Passage shown
-- START --

Is now photography’s golden age?

Some photographers, especially those of my generation and older, yearn for the old days of film. They think that things have gotten too easy in the digital age and they lament the fact that the photography’s golden age of Ansel Adams, Dorothea Lange, Gordon Parks, and others, is gone.

(8/3/19) A visitors takes a picture at the art installation Field of Light at Sensorio by artist Bruce Munro, which consists of more than 58,800 LED lights on stalks nestled in a gently sloping ravine a few miles out side of Paso Robles in San Luis Obispo County. [CLIFFORD OTO/THE STOCKTON RECORD]

While it’s true that those early days of discovery of a new medium are over, I believe that today’s technology has brought a new era of photography. One of democracy.

-- END --

Source data

-- START --

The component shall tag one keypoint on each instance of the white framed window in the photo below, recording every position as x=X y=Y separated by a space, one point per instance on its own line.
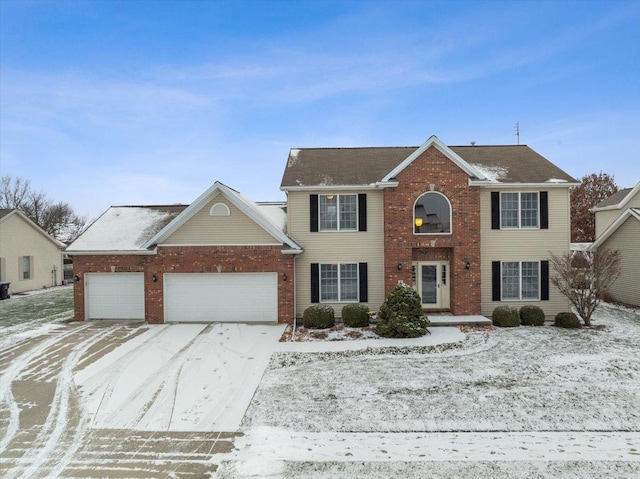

-- END --

Complete the following
[1] Answer these questions about the piece on photography's golden age:
(a) Which photographers does it name as part of photography's golden age?
(b) How many LED lights make up the Field of Light installation?
(c) What does today's technology bring, in the author's view?
[2] Revise the part of the piece on photography's golden age starting at "Some photographers, especially" and ending at "One of democracy.", putting "glass plates" in place of "film". Give that part in full with the change made.
[3] Write what follows the last sentence of the piece on photography's golden age.

Outputs
[1]
(a) Ansel Adams, Dorothea Lange and Gordon Parks.
(b) More than 58,800.
(c) A new era of photography, one of democracy.

[2]
Some photographers, especially those of my generation and older, yearn for the old days of glass plates. They think that things have gotten too easy in the digital age and they lament the fact that the photography’s golden age of Ansel Adams, Dorothea Lange, Gordon Parks, and others, is gone.

(8/3/19) A visitors takes a picture at the art installation Field of Light at Sensorio by artist Bruce Munro, which consists of more than 58,800 LED lights on stalks nestled in a gently sloping ravine a few miles out side of Paso Robles in San Luis Obispo County. [CLIFFORD OTO/THE STOCKTON RECORD]

While it’s true that those early days of discovery of a new medium are over, I believe that today’s technology has brought a new era of photography. One of democracy.

[3]
(03/17/17) Min Le of Folsom takes pictures of daffodils on the opening day of Daffodil Hill near the Mother Lode town of Volcano in Amador County. [CLIFFORD OTO/THE STOCKTON RECORD]

It’s a trend that’s been happening almost since the invention of photography, albeit slowly. In the beginning, the photographers knew not only knew how to take pictures, but develop them as well. Those old cameras, you know the kind with the photographer draped beneath a large black cloth to help them to focus, were big, heavy and difficult to operate. One had to know what they were doing. The Kodak Brownie camera, introduced in 1900, brought photograph to the masses and the snapshot was born. All you had to do was press the shutter then send the film off to Kodak for developing your pictures.

(1/9/17) Seven-year-old Arlene Dean poses for a picture for her stepfather Robert Killingsworth while posing next to one of 2 golden bear statues that stand in front of in the Stockton Memorial Civic Auditorium in downtown Stockton. [CLIFFORD OTO/THE STOCKTON RECORD]

Other innovations came along to help spread photography’s popularity. In the mid-1930s 35mm film allowed for smaller, easier handling cameras. By the late 1940s Polaroid introduced its first instant camera. Later advances in auto-exposure and auto-focus helped make things easier for the average picture-taker.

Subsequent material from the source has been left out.